- Trecho citado -
'''
Aos que dizem que adolescentes ficam impunes pela legislação atual, o juiz responde com um exemplo prático. Se hoje um jovem de 18 anos for apanhado cometendo um roubo em companhia de um adolescente, o que acontece?

– O menor vai para a Fase, recebendo uma medida média de nove meses a um ano e meio. O maior vai responder preso, mas se não tiver antecedentes vai para o semiaberto, e como tem fila de espera, vai ficar solto. Hoje já se dá exatamente o contrário do que pensam, os adolescentes acabam tendo punição maior – argumenta.

Dados do Sistema Integrado de Informações Penitenciárias divulgados nesta semana mostram que, em 15 anos, o número de presos cresceu 161% – enquanto a população aumentou 20%. Os dados fazem do Brasil o detentor da quarta maior população carcerária do mundo, com 607 mil presos. Dois em cada três são negros e metade não frequentou a escola ou tem ensino fundamental incompleto. Para a defensora pública Marta Zanchi, vice-presidente da Associação Nacional dos Defensores Públicos, apostar em políticas que atacassem as causas, como a redução da evasão escolar, seria mais eficiente do que enjaular a todos, como se fosse possível apartar da sociedade as deformações que ela mesma produz.

– Ainda que se encarcere todo mundo dentro do presídio, essas pessoas vão sair um dia. E vão sair como? – questiona.

Juliano*, 16 anos, que está na Fase há oito meses, espera sair diferente. O guri com histórico de roubos de motos vem descobrindo outros talentos. Já fez cursos de informática, costura e agora se aventura pelo mundo da culinária.

– Nunca pensei que eu pudesse fazer essas coisas. Antes, não sabia nem fazer miojo – conta.

Aluno do primeiro ano do Ensino Médio, o interno da unidade Padre Cacique se voluntariou para ser um dos representantes da instituição em discussões sobre a redução da maioridade penal. Em dezembro, vai a Brasília para a 10ª Conferência Nacional dos Direitos da Criança e do Adolescente.

– Com essa redução só vai piorar, todo mundo sabe que o presídio é uma escola do crime. Minha primeira carteira assinada eu consegui aqui na Fase. Quando eu sair eu quero mudar, começar tudo de novo – diz, sonhando com um futuro em que “lá” signifique estar em casa, e não numa prisão.

* Os nomes são fictícios para preservar a identidade dos entrevistados, em respeito ao ECA.




O Brasil já prende jovens


Quando começou a se debruçar sobre os dados do Sistema Integrado de Informações Penitenciárias (Infopen), a socióloga Jacqueline Sinhoretto, professora da Universidade Federal de São Carlos e consultora do Programa das Nações Unidas para o Desenvolvimento (Pnud) imaginava encontrar correspondência entre o aumento do número de prisões nos Estados e a redução no índice de homicídios.
'''
- Tarefas a fazer -
(a) Devolva, sem alterações, a parte do trecho sobre a maioridade penal que começa em "Juliano*, 16 anos, que" e segue até "miojo – conta.".
(b) Liste todos os nomes próprios de pessoas mencionados no trecho sobre a maioridade penal.
As entradas que vêm a seguir provêm de outra fonte.

[Dados armazenados]
'''
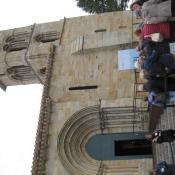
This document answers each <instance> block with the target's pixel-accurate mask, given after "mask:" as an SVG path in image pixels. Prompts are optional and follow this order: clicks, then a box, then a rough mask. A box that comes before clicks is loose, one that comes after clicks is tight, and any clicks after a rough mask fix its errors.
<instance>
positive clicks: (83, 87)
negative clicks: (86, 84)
mask: <svg viewBox="0 0 175 175" xmlns="http://www.w3.org/2000/svg"><path fill="white" fill-rule="evenodd" d="M97 88H98V86H97V85H95V86H76V87H70V88H69V90H70V91H73V90H87V89H97Z"/></svg>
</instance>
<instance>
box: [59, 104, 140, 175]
mask: <svg viewBox="0 0 175 175" xmlns="http://www.w3.org/2000/svg"><path fill="white" fill-rule="evenodd" d="M101 113H103V116H102V114H101ZM129 114H130V115H129ZM104 116H105V118H104ZM132 117H133V113H132V108H131V107H130V108H127V107H123V108H122V107H119V108H104V109H101V108H100V107H99V106H92V107H87V108H84V109H82V110H80V111H78V112H76V113H75V114H73V116H72V117H71V118H70V119H69V120H68V121H67V122H66V123H65V125H64V126H63V128H62V130H61V131H60V133H59V136H58V141H57V151H58V156H59V158H60V160H61V162H62V164H63V166H64V167H65V168H66V169H67V170H68V171H69V172H70V173H71V174H72V175H77V174H81V175H96V174H99V171H100V174H103V172H101V171H102V170H101V168H100V167H103V171H106V167H108V164H106V165H105V166H104V165H103V163H102V162H101V161H97V160H94V159H92V158H91V157H90V156H89V155H88V153H87V152H86V150H85V145H86V143H87V141H88V140H89V139H90V138H91V137H92V136H93V135H96V134H100V133H102V131H104V132H108V133H110V132H111V133H112V132H113V131H114V132H117V130H118V128H120V127H125V126H124V125H126V127H128V128H130V129H131V130H132V127H131V126H132V120H131V119H132ZM102 118H103V120H102ZM137 122H138V123H137V124H138V125H140V126H141V125H142V124H141V120H140V119H139V118H138V119H137ZM102 123H103V127H101V125H102ZM110 128H111V130H110ZM112 128H113V130H112ZM118 131H119V130H118ZM140 131H141V129H140ZM130 132H132V131H130ZM110 168H111V169H115V167H110Z"/></svg>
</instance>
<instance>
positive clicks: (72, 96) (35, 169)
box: [0, 11, 152, 175]
mask: <svg viewBox="0 0 175 175" xmlns="http://www.w3.org/2000/svg"><path fill="white" fill-rule="evenodd" d="M136 25H137V21H135V19H133V16H132V14H131V12H130V11H124V12H112V13H104V14H99V15H90V16H82V17H76V18H69V19H66V18H65V19H62V20H60V21H57V22H50V23H43V24H33V25H31V26H27V27H22V28H15V29H11V30H4V31H1V32H0V87H1V88H2V89H4V90H5V89H6V87H7V86H11V85H21V84H32V83H41V84H43V85H44V89H43V96H42V101H41V111H40V116H39V121H38V130H37V135H36V144H35V151H34V158H33V165H32V174H33V175H42V174H47V175H148V174H149V170H151V169H152V158H151V157H140V158H139V156H138V157H136V158H133V157H128V156H124V157H123V158H122V156H119V158H117V156H116V157H115V155H114V156H113V158H111V159H110V158H109V159H105V158H104V159H103V160H97V159H95V158H94V157H92V156H91V155H90V153H88V151H87V148H86V147H87V146H86V145H87V143H88V142H89V140H90V139H91V138H92V137H94V136H96V135H105V134H106V135H113V134H116V133H117V134H122V133H131V134H135V133H137V134H138V133H144V132H147V131H148V118H147V117H145V116H144V115H142V114H141V113H136V114H134V113H133V98H134V93H133V92H134V81H135V74H134V71H133V70H127V71H118V62H117V59H118V50H122V49H128V48H132V47H133V44H134V43H135V42H136V39H135V38H134V37H133V28H134V27H135V26H136ZM140 104H141V102H140ZM141 105H142V104H141ZM133 118H135V119H134V120H135V123H134V133H133ZM137 134H135V135H137ZM135 137H137V136H134V138H135ZM116 139H117V136H116ZM114 140H115V139H114ZM111 145H112V144H111ZM114 147H115V145H113V146H112V147H110V149H111V148H112V149H111V151H114V150H113V149H114ZM92 149H93V147H92ZM102 151H104V150H102ZM92 152H93V151H92ZM99 152H100V151H99ZM101 154H102V152H101ZM114 154H115V153H114ZM104 157H105V156H104Z"/></svg>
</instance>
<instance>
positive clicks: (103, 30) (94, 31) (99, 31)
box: [94, 29, 106, 33]
mask: <svg viewBox="0 0 175 175" xmlns="http://www.w3.org/2000/svg"><path fill="white" fill-rule="evenodd" d="M94 32H96V33H98V32H106V29H97V30H95V31H94Z"/></svg>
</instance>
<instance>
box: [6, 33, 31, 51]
mask: <svg viewBox="0 0 175 175" xmlns="http://www.w3.org/2000/svg"><path fill="white" fill-rule="evenodd" d="M29 37H30V33H29V32H21V33H16V34H13V35H11V36H8V37H7V38H6V43H5V44H4V46H3V50H4V51H7V52H12V51H19V50H23V49H26V48H27V47H28V42H29Z"/></svg>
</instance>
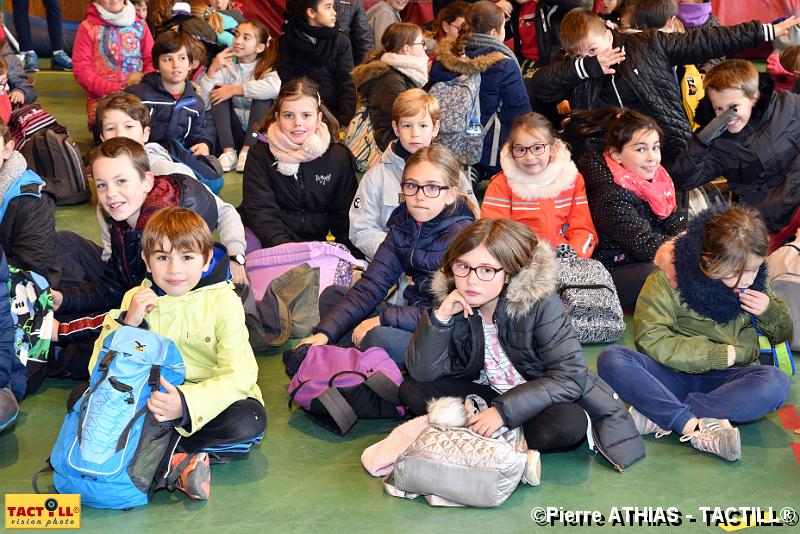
'''
- Respostas por tarefa -
(a)
Juliano*, 16 anos, que está na Fase há oito meses, espera sair diferente. O guri com histórico de roubos de motos vem descobrindo outros talentos. Já fez cursos de informática, costura e agora se aventura pelo mundo da culinária.

– Nunca pensei que eu pudesse fazer essas coisas. Antes, não sabia nem fazer miojo – conta.

(b) Juliano, Marta Zanchi, Jacqueline Sinhoretto